[Exercise requirements]
Transcribe all of the records word for word, but omit the pictures.

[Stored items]
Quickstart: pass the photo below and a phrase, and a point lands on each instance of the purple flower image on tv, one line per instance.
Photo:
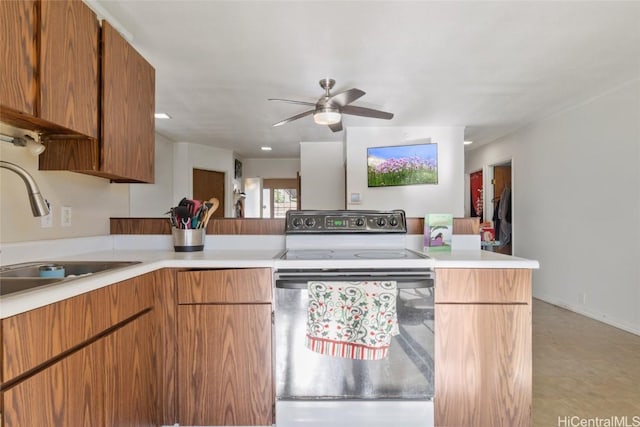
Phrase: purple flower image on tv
(402, 165)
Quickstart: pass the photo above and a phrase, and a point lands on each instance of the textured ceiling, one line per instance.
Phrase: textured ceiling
(491, 67)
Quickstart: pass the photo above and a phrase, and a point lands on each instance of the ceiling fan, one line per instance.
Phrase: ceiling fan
(329, 108)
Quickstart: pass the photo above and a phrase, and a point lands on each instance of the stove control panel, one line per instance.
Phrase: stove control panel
(319, 222)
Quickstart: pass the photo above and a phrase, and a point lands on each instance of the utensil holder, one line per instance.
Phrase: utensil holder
(188, 240)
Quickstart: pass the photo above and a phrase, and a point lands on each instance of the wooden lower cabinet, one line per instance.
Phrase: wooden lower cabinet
(130, 376)
(107, 383)
(224, 360)
(483, 358)
(68, 393)
(84, 361)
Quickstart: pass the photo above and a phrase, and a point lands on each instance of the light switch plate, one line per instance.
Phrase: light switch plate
(47, 220)
(65, 216)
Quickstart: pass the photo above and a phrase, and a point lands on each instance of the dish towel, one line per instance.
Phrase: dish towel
(354, 320)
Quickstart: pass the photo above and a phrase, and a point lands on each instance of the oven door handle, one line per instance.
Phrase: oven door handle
(403, 282)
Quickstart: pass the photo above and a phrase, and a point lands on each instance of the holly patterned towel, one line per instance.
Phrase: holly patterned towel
(354, 320)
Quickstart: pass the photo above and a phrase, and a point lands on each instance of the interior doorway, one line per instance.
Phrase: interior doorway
(502, 206)
(208, 184)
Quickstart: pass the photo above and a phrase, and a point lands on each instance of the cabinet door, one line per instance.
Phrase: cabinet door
(18, 56)
(68, 393)
(128, 103)
(129, 375)
(69, 87)
(483, 365)
(224, 360)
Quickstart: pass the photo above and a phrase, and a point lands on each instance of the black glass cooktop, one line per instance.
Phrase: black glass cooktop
(351, 254)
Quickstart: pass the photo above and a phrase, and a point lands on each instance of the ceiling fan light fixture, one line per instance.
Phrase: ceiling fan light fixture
(327, 116)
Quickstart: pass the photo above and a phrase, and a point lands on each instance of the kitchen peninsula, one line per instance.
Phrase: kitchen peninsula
(483, 331)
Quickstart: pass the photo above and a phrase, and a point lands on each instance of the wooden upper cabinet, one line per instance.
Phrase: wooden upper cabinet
(69, 85)
(17, 57)
(128, 104)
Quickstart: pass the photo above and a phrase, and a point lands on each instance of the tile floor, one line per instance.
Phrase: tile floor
(583, 369)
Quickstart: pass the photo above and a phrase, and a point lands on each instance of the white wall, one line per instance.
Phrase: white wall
(187, 156)
(416, 200)
(93, 201)
(576, 204)
(322, 171)
(270, 168)
(153, 200)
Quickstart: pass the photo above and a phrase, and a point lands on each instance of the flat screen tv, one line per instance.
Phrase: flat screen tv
(402, 165)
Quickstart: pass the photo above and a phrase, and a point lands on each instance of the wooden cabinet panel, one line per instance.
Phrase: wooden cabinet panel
(251, 285)
(18, 57)
(165, 340)
(224, 354)
(69, 41)
(68, 393)
(31, 338)
(128, 103)
(483, 365)
(483, 286)
(129, 375)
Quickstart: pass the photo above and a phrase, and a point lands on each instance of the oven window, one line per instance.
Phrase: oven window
(407, 372)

[Correct output]
Quickstart: pass the photo below and a phrase, and a point lands on each instance of the purple flower image on tv, one line per instance.
Photo:
Phrase: purple flower image on tv
(402, 165)
Quickstart: pass the photo above and a phrase, and a point lands on each instance of the textured ceiling, one line per instance.
Phrase: textured ceiling
(491, 67)
Quickstart: pass the photo above and a phrase, and a point lands on each instance of the ceiling fan, one line per instance.
Phrase: ceiling fan
(329, 108)
Quickstart: pass the photo above and a phrase, and a point lands on each instance of the stove control panel, one line per instance.
Phrase: stove control panel
(319, 222)
Quickstart: pass the photo above and a phrase, and a point lands on each instance of the utensil holder, one line per instance.
Phrase: utensil holder
(188, 240)
Quickstart: pass the photo above and a phrase, and a point lands on each instance of the wooden lower cabinet, one line per instance.
Phrase: wooden lower cabinet
(130, 376)
(107, 383)
(224, 360)
(483, 358)
(68, 393)
(84, 361)
Quickstart: pass the photo above and a phrase, and a point lands on each instance of the light switch plate, one line per instance.
Phrase: light switch plate
(47, 220)
(65, 216)
Quickstart: pass the photo above and a phrase, and a point lands on each instance of the dish towel, one line per instance.
Phrase: dish towel
(354, 320)
Quickstart: pass the photo above and a phrase, and a point lands on each instance of the oven door handle, one line per instance.
Phrase: oven door handle
(403, 282)
Quickstart: pass the photo above and a phrase, and a point lands on each instance of the holly patterned towel, one line per instance.
Phrase: holly patterned towel
(354, 320)
Quickstart: pass the photo above and a phrase, and a point lands on each instance of the interior doorway, one line per instance.
Phrase: interior doorway
(502, 206)
(208, 184)
Quickstart: pass the photo above and a phrase, and a point lands on each instance of the cabinet door, one line per instance.
Phrase: cabinet door
(18, 56)
(68, 393)
(128, 103)
(129, 375)
(69, 87)
(483, 365)
(224, 360)
Quickstart: pass the photo above and a phrase, and a point lands on each instance of the black glass cooktop, one line per instance.
Phrase: black glass cooktop
(351, 254)
Quickstart: pass the photo above and a phrase, and a point lands on each instance of the ceiling fan light fixture, one line per instance.
Phrase: ceiling fan light fixture
(327, 116)
Quickstart: pass the photo above and a phrase, and a point lands on each instance of the kitchen peninsula, one line per instance.
Phrase: kitchen peninsula
(483, 331)
Quickstart: pass the photo above and a phrase, and a point lands on each instance of the wooden upper cabinet, one line per instance.
Phrase: wooden upper cabinet
(69, 85)
(17, 57)
(128, 104)
Quickstart: pass the photo above and a phrase, and a point lands on each instance of the tile floor, one line per instance.
Phrase: tile floor
(583, 369)
Quickstart: pass the photo above and a phrase, and a point lands on each instance of the white wall, one line per instance.
Phrase: white wall
(187, 156)
(416, 200)
(93, 201)
(576, 204)
(322, 171)
(270, 168)
(153, 200)
Quickstart: pass the photo above and a phrase, and a point lands on each instance of the flat screen tv, one line per instance.
Phrase: flat screen tv
(402, 165)
Quickstart: pass the photo above and a phrase, and a point lands on each instance of the wooden cabinet panel, one line per instance.
Phrase: wooden cabinet panel
(251, 285)
(18, 57)
(165, 340)
(224, 354)
(69, 41)
(68, 393)
(31, 338)
(128, 103)
(483, 365)
(483, 286)
(129, 375)
Quickstart: pass the photo above and a phrase, and a point lands on each instance of the oven window, one line per instance.
Phrase: oven window
(407, 372)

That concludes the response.